(Collection entries)
★ ★ ★ ★ ★

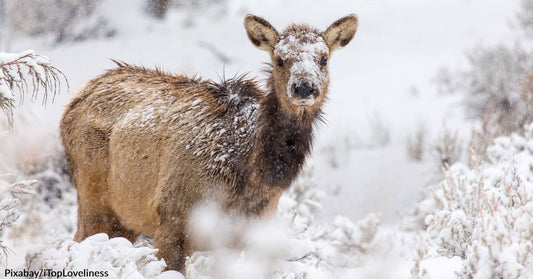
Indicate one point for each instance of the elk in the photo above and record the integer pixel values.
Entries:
(145, 146)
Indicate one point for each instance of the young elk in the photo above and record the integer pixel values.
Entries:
(144, 146)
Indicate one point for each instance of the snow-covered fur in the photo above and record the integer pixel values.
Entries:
(145, 147)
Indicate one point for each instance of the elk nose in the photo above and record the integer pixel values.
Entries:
(304, 90)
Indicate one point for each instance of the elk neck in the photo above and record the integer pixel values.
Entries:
(283, 141)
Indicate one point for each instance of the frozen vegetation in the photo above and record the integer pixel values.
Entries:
(483, 213)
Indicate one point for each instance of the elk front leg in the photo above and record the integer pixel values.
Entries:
(173, 246)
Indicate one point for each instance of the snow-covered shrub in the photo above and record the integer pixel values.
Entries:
(483, 214)
(9, 201)
(118, 257)
(291, 245)
(380, 132)
(447, 148)
(525, 16)
(416, 144)
(494, 86)
(64, 20)
(26, 71)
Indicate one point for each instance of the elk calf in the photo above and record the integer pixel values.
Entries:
(144, 146)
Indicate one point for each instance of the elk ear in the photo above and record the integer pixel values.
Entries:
(341, 32)
(260, 32)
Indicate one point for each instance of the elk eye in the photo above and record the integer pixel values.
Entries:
(279, 61)
(323, 60)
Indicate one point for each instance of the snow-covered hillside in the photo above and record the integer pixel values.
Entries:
(363, 207)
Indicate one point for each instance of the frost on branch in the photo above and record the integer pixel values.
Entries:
(26, 72)
(117, 256)
(483, 214)
(8, 210)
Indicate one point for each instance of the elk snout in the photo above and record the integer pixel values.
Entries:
(304, 90)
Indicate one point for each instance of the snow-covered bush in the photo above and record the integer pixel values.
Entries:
(416, 144)
(525, 16)
(291, 245)
(496, 86)
(447, 148)
(9, 201)
(117, 257)
(483, 214)
(23, 72)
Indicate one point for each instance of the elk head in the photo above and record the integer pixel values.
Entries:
(300, 57)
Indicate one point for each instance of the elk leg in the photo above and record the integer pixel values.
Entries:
(96, 216)
(173, 247)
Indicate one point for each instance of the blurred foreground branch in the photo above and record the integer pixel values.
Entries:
(26, 72)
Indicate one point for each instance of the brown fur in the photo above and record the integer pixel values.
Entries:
(145, 147)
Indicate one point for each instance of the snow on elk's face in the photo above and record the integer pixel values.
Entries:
(300, 65)
(300, 57)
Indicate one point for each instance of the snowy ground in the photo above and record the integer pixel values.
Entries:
(381, 88)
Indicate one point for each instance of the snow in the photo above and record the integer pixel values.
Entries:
(359, 183)
(303, 53)
(116, 258)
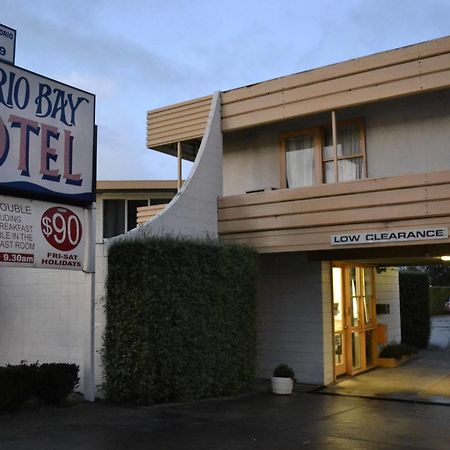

★ ★ ★ ★ ★

To do: Copy every one of the lines above word for word, omitting the pictures.

Response to this task:
Indicate one point for each instance of the elk in the photo above and record the integer pixel values.
Entries:
(145, 146)
Indicate one point for each instance of the young elk in the photo above and record the integer pixel values.
Entries:
(144, 146)
Indicate one point for each instance of the snow-covered fur in the photo above and record the integer pixel values.
Entries:
(145, 147)
Indicate one point for each instance of the elk nose in the photo above and record the integer pixel values.
Entries:
(304, 90)
Indicate one point for each instance of the elk neck in the photo above and record the integer pixel values.
Entries:
(283, 141)
Indicate one point for each instance of the frozen vegetation in the photo above and record the integer pixel values.
Entries:
(483, 213)
Indicate one point for each instance of the elk front leg in the photo above and record the integer pixel values.
Entries:
(173, 246)
Indicate one point for each instance of the snow-covered shrub in the photo above and record the integer pixel values.
Entries:
(483, 214)
(9, 201)
(118, 257)
(291, 245)
(380, 132)
(447, 148)
(525, 16)
(416, 144)
(494, 86)
(64, 20)
(26, 71)
Indicate one point for each instance of the elk calf in the photo above and record the integer pixel values.
Entries:
(144, 146)
Indicate one point for each instance of the elk ear in the photo above and record the integer pixel values.
Entries:
(341, 32)
(260, 32)
Indicate one point for each instance of the elk eye in the photo above and record the integer pixel values.
Entries:
(279, 61)
(323, 60)
Indicate one point for each instance of the snow-covered hillside in the photo above and record the integer pixel values.
Entries:
(363, 207)
Indicate one point for each instance of the frost on branch in the photo above and record the integer pixel values.
Entries:
(26, 72)
(117, 256)
(483, 214)
(8, 210)
Indicate one point for each instance of the elk snout in the photo above and record the integer pixel values.
Entries:
(304, 90)
Indicate one point for each instance of the snow-covered bush in the photo above and record the integer pixel values.
Entries:
(416, 144)
(525, 16)
(291, 245)
(496, 86)
(447, 148)
(9, 201)
(117, 257)
(483, 214)
(23, 72)
Indicate one point for each instance of the elk head in the photo above and record the integer pixel values.
Entries:
(300, 57)
Indicate one point for each instance of the elk leg in the photo above and record the integer pixel values.
Entries:
(96, 216)
(173, 247)
Indicate one point for each instance of the blurred foreground branch in the photo above and record the integer pixel values.
Entries:
(26, 72)
Indicate one point for each instance of the brown fur in the photo above and record the integer pixel values.
Entries:
(145, 147)
Indicate one point for each instance of the snow on elk's face in the photo above and record the integer pixel values.
Entries:
(300, 65)
(300, 57)
Indicate one point for each instance of the snowy ground in the photo above and record the integer pixel values.
Entries:
(381, 88)
Indicate one point for each instance of the snow in the photo above and record the integer pixel values.
Entries:
(359, 183)
(303, 53)
(116, 258)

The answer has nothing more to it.